* 연습 과제 *
"Could you identify the trophy"이 들어 있는 줄에서 시작해 기록의 마지막 줄에서 끝나는 부분을 다시 적되, "carpet"를 "rug"(으)로 바꾸고 나머지는 그대로 두세요.

####################

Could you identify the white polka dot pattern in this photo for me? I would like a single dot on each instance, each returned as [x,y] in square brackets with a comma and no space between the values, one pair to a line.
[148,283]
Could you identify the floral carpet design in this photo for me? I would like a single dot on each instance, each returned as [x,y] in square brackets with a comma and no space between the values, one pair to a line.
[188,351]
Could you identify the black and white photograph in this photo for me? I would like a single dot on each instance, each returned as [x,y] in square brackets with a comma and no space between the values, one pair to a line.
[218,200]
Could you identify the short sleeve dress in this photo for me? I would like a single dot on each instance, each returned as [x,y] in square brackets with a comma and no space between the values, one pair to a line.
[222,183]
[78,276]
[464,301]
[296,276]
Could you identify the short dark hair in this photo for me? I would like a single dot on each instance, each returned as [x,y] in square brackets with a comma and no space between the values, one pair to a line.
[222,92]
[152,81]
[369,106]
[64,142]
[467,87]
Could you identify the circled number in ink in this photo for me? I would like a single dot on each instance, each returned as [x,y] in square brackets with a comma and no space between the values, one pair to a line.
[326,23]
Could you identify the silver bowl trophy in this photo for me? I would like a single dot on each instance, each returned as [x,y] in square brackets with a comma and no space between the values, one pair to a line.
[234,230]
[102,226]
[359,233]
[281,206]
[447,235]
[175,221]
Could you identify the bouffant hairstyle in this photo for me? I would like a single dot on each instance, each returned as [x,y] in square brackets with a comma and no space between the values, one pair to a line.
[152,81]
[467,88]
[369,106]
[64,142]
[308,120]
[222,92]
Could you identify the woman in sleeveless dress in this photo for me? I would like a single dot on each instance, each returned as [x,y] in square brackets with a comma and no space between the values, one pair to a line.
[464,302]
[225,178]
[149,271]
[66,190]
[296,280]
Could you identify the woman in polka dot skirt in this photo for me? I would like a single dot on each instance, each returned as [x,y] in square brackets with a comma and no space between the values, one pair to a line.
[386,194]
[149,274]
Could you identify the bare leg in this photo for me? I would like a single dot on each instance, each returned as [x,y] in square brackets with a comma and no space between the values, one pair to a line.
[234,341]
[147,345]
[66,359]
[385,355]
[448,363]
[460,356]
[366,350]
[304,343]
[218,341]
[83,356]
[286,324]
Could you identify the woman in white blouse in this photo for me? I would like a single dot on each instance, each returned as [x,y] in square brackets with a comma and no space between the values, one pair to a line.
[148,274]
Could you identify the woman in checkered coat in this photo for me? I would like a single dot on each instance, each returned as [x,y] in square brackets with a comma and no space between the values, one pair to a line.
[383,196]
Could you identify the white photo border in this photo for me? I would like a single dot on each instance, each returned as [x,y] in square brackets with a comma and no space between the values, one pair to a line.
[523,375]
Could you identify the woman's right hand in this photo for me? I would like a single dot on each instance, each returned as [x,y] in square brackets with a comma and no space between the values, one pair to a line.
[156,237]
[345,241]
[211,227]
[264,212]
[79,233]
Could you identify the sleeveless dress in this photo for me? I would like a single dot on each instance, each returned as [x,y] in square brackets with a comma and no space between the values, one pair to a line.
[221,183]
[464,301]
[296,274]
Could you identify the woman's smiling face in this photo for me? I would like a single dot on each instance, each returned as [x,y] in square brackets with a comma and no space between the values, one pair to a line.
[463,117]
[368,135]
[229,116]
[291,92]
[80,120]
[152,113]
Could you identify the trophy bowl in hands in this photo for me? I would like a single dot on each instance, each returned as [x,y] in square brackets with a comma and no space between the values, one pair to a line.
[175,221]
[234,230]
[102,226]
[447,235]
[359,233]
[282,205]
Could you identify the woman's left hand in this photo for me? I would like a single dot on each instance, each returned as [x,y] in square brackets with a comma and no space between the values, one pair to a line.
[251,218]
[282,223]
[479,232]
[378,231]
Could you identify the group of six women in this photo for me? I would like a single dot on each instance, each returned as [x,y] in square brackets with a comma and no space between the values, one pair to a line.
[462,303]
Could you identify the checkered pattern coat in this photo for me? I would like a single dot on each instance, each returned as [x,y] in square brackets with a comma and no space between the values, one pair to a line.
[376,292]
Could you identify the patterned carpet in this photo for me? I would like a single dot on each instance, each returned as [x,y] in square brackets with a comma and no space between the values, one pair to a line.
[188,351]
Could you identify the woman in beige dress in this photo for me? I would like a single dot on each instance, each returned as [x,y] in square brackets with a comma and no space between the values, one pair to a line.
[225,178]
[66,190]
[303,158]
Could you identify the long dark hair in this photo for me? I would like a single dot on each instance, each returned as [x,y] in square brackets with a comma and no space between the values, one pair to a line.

####################

* 최종 결과 *
Could you identify the trophy bowl in hands in this photo for me? I would like a single dot on each instance, each returned as [x,y] in square brackets with a comma and no space between the values, one pair to a line.
[175,221]
[234,230]
[102,226]
[447,235]
[359,233]
[282,205]
Could you identify the woman's left hand in this photo for me? I would like a single dot on each instance, each returned as [x,y] in square brackets with a comma and no space between the values, one pair to a line.
[251,218]
[282,223]
[479,232]
[378,231]
Could you identify the group of six women in this photo for me? I would like a single dot on each instance, each returned as [x,y] in square brackets with a comma and no space between the values, one pair to a line.
[462,303]
Could you identify the checkered pattern coat in this photo for me? I would like a single dot on each instance, each returned as [x,y] in square brackets with a comma and no space between the values, one pair to a line.
[376,292]
Could you identify the patterned rug in this photo for me? I would like a single dot on each instance, each returned as [x,y] in square brackets with a comma and no space between the values, one pair to a line.
[188,351]
Could you identify the woman in beige dress in this photo for me? I would like a single dot on each instance, each returned as [x,y] in square brackets with a comma and no space between the values, one pair to a line.
[225,178]
[66,190]
[303,158]
Could you identify the long dark hair in this photo for me? I would like a single dot on each instance, each returned as [x,y] in square brackets with a comma and no space between the values, one pair to a line.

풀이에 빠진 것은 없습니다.